Library Philosophy and Practice 2011
Network Literacy Skills of Academic Librarians for Effective Services Delivery: The Case of University of Nigeria Library SystemChinwe Nwogo Ezeani PhD
Deputy University Librarian
Nnamdi Azikiwe Library
The use of Information Communications Technologies (ICTs) in the Library and Information Science profession has been widely reported. Ezeani and Ekere (2009); Ozioko R; Ezeani C; Omeje E (2009) Adebisi, O (2009) Ahiauzu B (2008) Armah, A. (2009). Ezeani and Ekere (2009) have further established that Librarians and information professionals presently operate within a professional climate that is characterized by change. Ezeani (2005) furthermore, has posited that in developing countries such as Nigeria, libraries have had their budgets steadily on the decline. As a result most Nigerian libraries have had to perform their services within a reduced purchasing power. Knowledge of the use of these new skills will ensure that services are rendered more creatively and ensure the effective discharge of duties even within a reduced budgetary allocation.
From the twentieth century need for computer literacy we have gradually migrated to a more advanced use of the Internet known as Network literacy. There has therefore, been a move over time from print literacy, to computer literacy and recently to network literacy. Network literacy therefore, is distinct from the forms of technological literacy present during the first generation of Internet communication. This is because it goes beyond the responsibility of knowing how to access information on the web, to critically reading web content and determining the credibility of online sources. This is often recognized as the critical literacy for the twenty-first century. Adrian (2007) has defined Network Literacy as the ability to participate as a peer within the emerging knowledge networks which are now the product of the Internet and to have a 'deep' understanding of the logics or protocols of these networks as we do of print. It therefore, requires an understanding of the means of participating on the web by writing and connecting to the public sphere. Librarians in the twenty –first century need to be abreast of these emerging skills in order to be able to deliver their services effectively. They need to be able to have an understanding of the ways in which people read, write, and participate actively in the distributed, collaborative environment of the Internet in its current form Benson and Reyman (2009). The Internet offers a uniquely rich resource for authentic inquiry and librarians must learn to orchestrate sophisticated strategies to become literate in this complex environment. This work therefore, seeks to examine the network literacy skills of librarians in the university of Nigeria, library system in recognition of the fact that these are critical skills needed for optimal service delivery within the 21st Century.
The following research questions formed the major basis upon which this study was hinged:
This work deals primarily with Network Literacy which according to Slavonien (2002) is one of the four important aspects of literacy needed to become effective life-long learners. In terms of content scope the work is delimited to the examination of the level of skills possessed by Librarians in the university of Nigeria library system with respect to the use of the Internet, the frequency of use of the Internet, the web browsers used for surfing the Internet. Other areas examined are the different uses of some web2.0 and library 2.0 tools which are seen as new Internet tools. The geographic scope is the University of Nigeria, library system in Enugu State Nigeria.
Scholars have variously examined and defined Network literacy. The term means several things to several authors but the underlining factor acceptable to all is that this is a twenty-first century critical skill needed by scholars generally and Librarians in particular to function effectively within the emerging technological environment. The term 'Cyberliteracy, Computer literacy, Internet literacy, Medialiteracy, Technological literacy and Network literacy are replete in Library and Information science literature. Often times these terms are used interchangeably however, a deeper examination of these terms shows that they are not exactly the same. There is therefore a need to clarify certain basic concepts.

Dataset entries

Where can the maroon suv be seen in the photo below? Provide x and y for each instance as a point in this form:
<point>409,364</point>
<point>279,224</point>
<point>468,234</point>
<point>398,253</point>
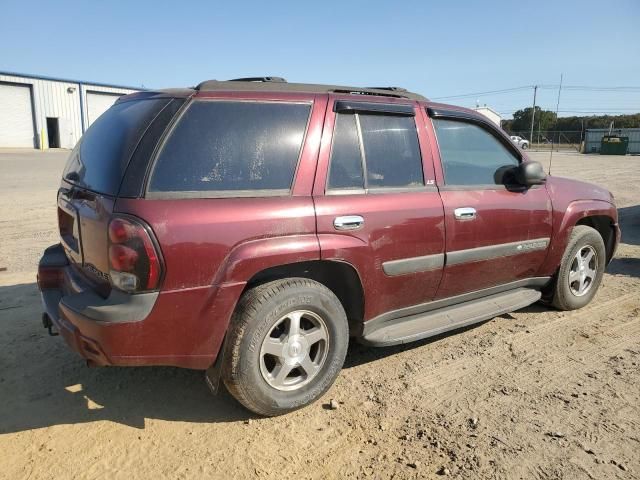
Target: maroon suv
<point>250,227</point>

STUDY QUESTIONS:
• a. Name every literacy term that the network literacy study says is replete in Library and Information Science literature.
• b. Continue the network literacy study from its final sentence.
The entries have no connection to the network literacy study.

ANSWER LIST:
• a. Cyberliteracy, Computer literacy, Internet literacy, Medialiteracy, Technological literacy, Network literacy

• b.
Table 1: Conceptual definitions of Network Literacy.
Several studies have investigated Network Literacy and its value for librarians. Globally so much has been written on this subject matter which lends credence to the fact that this is a twenty-first century core enabling skill for Librarians. Steiner (2009) lucidly delineates the reference utility of social networking sites in the library profession. The researcher discussed in specific terms how social networks such as Face book; My space; twitter which is a microblogging site; blogs; and wikis can be effectively used for library reference services. Libraries according to the author should make their social networking sites on the Internet wildly known to patrons and encourage library patrons to use it for sharing of information and for provision of wider access to knowledge. The author opines that social networks are mostly beneficial if there is a targeted use and the site continuously updated.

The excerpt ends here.